Data items
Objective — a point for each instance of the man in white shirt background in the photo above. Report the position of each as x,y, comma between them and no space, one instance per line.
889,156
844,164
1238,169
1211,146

YOUR GOAL
Your task is an exact transcription of every line above.

TASK RESPONSE
Objective — a point for each instance of the man in white shirt background in the photo above. Report the position of each as x,y, comma between them and no space, one instance per line.
889,156
844,164
1238,169
1211,146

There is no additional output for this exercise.